[数据集行]
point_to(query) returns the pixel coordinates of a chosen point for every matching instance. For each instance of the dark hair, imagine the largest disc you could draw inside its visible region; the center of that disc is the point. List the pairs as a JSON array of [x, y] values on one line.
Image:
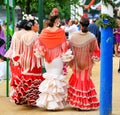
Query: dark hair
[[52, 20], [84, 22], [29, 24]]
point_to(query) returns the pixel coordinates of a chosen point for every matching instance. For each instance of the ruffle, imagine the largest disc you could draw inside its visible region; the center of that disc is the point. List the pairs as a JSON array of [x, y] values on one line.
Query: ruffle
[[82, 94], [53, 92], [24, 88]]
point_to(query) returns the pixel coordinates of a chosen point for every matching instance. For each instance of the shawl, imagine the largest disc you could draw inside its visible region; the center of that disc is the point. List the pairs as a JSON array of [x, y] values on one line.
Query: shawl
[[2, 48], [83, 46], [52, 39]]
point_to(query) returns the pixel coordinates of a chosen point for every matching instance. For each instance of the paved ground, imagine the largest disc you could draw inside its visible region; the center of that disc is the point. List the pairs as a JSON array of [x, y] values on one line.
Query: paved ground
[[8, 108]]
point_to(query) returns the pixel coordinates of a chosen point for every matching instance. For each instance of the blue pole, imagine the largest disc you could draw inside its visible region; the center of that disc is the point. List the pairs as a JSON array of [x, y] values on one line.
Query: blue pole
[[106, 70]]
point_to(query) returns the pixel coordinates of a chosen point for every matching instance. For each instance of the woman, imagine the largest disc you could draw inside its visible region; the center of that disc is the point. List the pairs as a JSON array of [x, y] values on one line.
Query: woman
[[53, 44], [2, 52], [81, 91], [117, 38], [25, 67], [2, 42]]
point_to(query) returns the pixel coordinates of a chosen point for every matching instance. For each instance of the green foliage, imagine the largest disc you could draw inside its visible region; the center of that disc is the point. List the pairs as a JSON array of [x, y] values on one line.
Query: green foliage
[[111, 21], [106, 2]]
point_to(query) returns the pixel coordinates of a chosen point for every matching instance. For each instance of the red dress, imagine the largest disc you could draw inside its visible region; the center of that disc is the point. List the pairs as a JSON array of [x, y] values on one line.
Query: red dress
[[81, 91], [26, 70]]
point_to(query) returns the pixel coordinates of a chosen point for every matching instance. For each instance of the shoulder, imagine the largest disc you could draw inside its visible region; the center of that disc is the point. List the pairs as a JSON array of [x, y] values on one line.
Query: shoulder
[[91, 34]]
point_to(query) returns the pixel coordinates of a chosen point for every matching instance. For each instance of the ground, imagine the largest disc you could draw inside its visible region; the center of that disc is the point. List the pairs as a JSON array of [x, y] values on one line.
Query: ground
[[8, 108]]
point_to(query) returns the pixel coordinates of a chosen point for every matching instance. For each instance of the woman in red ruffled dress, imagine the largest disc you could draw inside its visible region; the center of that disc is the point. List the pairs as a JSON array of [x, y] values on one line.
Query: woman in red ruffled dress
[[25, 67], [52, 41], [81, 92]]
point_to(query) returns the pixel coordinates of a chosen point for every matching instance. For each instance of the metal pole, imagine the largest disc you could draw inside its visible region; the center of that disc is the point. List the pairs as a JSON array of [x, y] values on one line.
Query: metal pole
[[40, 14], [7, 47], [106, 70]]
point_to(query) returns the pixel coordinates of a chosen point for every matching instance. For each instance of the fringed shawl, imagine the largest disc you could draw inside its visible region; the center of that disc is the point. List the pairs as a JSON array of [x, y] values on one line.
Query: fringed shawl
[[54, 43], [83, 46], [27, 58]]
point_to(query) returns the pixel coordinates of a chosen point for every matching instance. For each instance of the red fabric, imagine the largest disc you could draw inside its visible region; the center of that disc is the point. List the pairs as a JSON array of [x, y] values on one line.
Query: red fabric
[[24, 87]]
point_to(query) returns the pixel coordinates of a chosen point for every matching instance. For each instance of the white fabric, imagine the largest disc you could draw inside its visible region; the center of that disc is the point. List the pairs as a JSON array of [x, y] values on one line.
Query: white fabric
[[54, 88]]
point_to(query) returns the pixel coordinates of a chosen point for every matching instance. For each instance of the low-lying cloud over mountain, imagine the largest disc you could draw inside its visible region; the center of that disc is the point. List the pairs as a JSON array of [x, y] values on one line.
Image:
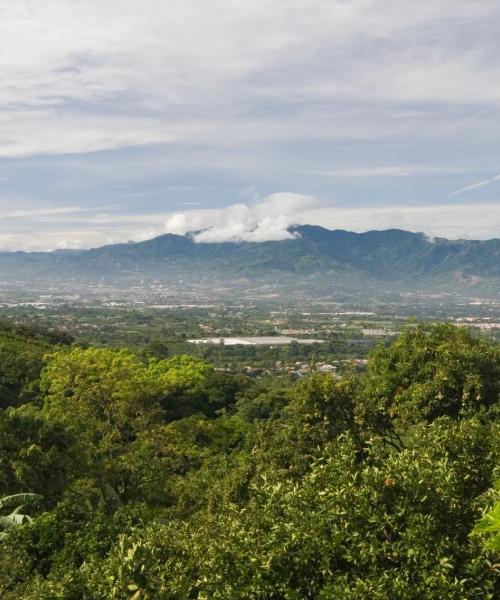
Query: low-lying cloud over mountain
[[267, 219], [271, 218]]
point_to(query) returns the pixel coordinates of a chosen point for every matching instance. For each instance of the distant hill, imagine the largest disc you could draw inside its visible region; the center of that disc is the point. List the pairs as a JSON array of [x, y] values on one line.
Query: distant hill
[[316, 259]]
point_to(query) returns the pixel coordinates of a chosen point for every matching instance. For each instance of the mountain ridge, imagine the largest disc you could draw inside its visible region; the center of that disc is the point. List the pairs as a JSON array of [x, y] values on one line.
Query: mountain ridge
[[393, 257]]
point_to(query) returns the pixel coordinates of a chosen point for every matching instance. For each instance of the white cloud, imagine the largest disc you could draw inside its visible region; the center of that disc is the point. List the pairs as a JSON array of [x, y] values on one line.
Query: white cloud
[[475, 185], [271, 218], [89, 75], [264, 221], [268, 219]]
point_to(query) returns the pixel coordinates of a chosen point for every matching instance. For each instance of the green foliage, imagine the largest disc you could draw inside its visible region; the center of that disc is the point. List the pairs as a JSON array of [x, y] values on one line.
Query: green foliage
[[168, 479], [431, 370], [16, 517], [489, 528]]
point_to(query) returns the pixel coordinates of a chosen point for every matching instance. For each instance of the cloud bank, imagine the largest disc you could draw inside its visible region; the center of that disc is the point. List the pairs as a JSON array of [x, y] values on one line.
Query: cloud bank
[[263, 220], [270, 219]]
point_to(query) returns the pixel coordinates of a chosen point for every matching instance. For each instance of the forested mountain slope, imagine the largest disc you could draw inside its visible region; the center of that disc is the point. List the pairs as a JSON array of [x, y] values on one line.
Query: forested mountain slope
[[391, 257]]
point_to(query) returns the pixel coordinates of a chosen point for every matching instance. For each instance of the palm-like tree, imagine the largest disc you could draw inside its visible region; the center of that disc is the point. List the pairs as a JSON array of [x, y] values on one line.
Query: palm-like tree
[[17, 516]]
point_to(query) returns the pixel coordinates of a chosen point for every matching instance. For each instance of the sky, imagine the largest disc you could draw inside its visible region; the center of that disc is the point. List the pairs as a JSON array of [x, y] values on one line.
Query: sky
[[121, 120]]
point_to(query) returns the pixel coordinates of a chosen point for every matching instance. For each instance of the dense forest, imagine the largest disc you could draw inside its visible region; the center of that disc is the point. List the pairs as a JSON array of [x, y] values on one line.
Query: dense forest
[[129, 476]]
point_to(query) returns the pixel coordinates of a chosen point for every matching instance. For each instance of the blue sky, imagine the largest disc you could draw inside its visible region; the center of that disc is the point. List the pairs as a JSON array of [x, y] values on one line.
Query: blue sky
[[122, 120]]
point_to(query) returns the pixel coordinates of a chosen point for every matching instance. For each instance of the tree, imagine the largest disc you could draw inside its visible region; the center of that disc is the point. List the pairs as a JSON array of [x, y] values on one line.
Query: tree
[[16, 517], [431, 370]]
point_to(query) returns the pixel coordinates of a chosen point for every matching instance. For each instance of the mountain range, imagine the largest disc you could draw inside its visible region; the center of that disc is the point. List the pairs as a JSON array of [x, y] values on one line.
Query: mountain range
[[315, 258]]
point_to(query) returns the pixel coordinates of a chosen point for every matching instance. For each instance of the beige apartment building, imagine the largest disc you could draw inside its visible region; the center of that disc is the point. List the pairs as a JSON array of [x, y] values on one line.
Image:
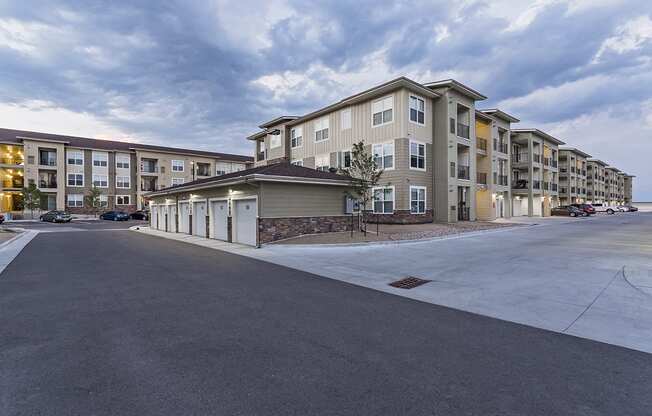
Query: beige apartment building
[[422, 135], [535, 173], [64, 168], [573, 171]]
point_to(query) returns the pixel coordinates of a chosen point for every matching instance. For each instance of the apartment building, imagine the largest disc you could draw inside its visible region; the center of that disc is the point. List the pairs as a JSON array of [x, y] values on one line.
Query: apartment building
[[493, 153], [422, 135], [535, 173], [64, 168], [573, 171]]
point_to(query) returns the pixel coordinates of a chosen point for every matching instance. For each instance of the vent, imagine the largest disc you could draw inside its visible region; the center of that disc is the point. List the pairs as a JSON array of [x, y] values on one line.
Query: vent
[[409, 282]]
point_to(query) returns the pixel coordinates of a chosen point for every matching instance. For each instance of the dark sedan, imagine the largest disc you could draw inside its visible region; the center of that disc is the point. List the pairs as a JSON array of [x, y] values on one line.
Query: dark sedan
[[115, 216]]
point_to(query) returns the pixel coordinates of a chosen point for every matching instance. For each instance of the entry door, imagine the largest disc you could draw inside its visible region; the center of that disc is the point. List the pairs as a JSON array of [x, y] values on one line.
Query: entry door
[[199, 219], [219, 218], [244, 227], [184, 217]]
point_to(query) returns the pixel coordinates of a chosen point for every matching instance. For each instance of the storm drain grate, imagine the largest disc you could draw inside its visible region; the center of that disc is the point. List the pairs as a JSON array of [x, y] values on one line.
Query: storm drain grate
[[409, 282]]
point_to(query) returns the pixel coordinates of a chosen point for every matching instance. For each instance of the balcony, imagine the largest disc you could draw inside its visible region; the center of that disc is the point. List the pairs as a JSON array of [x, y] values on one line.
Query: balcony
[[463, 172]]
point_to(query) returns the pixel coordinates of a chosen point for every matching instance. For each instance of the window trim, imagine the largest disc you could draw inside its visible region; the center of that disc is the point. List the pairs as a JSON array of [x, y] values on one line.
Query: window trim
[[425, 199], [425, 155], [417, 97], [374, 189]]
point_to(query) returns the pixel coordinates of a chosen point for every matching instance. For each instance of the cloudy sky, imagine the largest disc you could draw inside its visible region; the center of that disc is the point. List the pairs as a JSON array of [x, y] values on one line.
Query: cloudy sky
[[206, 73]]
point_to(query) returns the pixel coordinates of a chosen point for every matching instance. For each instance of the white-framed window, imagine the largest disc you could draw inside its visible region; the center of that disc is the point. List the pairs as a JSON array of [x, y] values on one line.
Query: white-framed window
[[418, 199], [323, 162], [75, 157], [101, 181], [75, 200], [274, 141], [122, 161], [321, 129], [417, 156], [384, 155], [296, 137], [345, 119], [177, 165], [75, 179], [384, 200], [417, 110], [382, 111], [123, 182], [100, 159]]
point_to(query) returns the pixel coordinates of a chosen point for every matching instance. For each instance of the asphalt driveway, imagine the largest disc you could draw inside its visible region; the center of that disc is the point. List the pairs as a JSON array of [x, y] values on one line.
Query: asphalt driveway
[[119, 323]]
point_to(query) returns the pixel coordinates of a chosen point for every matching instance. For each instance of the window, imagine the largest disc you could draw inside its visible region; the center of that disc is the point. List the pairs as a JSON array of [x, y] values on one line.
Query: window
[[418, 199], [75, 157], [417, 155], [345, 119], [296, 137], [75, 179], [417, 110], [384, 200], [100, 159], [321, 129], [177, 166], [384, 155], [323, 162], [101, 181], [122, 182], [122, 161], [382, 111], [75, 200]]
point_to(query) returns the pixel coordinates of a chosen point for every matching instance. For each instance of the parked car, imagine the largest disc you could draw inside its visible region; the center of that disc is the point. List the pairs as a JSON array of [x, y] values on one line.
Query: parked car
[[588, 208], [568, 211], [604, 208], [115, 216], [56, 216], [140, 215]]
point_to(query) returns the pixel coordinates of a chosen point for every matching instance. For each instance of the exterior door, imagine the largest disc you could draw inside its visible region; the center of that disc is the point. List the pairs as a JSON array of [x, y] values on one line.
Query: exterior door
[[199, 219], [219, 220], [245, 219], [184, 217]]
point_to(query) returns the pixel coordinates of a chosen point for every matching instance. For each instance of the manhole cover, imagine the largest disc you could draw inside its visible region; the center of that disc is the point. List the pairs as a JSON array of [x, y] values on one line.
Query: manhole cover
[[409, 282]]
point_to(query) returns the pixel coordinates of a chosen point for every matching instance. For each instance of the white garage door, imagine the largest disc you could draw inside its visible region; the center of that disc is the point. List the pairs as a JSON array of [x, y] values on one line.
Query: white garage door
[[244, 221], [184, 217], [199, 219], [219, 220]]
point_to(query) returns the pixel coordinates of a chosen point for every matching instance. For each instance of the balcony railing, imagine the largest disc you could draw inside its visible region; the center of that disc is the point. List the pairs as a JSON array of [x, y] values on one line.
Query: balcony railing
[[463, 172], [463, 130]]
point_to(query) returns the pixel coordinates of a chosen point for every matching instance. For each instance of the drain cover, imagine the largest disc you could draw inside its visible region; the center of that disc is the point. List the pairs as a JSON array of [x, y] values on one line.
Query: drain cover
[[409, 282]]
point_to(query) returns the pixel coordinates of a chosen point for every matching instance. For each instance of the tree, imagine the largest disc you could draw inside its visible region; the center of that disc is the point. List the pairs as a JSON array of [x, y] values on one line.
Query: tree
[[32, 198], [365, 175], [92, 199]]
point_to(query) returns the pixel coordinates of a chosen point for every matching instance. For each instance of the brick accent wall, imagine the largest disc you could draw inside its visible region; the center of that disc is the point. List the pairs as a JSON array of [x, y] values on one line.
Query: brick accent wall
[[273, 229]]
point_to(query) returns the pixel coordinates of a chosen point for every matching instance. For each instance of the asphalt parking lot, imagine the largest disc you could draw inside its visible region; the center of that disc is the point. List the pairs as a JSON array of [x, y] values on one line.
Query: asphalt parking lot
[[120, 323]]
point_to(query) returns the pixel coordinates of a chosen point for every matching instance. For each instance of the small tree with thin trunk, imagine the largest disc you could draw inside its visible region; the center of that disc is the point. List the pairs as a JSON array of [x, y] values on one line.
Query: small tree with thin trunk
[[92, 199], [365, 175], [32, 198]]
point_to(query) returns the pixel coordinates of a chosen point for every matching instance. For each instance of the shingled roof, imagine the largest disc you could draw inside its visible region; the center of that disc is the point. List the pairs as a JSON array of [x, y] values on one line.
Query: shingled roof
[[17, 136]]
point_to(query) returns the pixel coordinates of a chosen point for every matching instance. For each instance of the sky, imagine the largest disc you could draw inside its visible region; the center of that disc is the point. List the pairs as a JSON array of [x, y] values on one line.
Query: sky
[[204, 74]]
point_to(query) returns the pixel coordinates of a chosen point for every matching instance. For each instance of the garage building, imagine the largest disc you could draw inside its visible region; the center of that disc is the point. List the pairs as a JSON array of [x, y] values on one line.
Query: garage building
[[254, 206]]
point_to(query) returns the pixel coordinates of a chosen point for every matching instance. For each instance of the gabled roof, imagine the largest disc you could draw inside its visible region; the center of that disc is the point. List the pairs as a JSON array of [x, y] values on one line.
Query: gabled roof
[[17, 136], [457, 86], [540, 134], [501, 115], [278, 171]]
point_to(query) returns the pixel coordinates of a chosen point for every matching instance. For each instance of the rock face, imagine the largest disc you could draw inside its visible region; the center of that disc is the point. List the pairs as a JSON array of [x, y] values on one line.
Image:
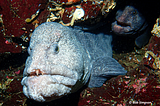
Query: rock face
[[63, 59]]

> _任务说明_:
请从含有“white fabric, imagine”的那一行开始，一直到含有“[[267, 219], [271, 218]]”的那一行为止，把这些数据重写一遍，把其中的“disc”改成“circle”，其余一字不动。结果中不要包含图片。

> _练习结果_:
point_to(query) returns the pixel coordinates of a chosen point for every matching instance. For each instance of the white fabric, imagine the largest circle you could draw inside its visible region; the center of that circle is the point. List the pairs as a JSON array of [x, y] values on one line.
Query: white fabric
[[54, 88]]
point_to(query) returns the pixel coordinates of a chosen point for every matching instance. For each instance of the low-lying cloud over mountain, imagine the largest circle you could draw inside its visible region; the center of that circle is the point. List the pairs as a JSON array of [x, y] values on one line.
Image:
Query: low-lying cloud over mountain
[[267, 219], [271, 218]]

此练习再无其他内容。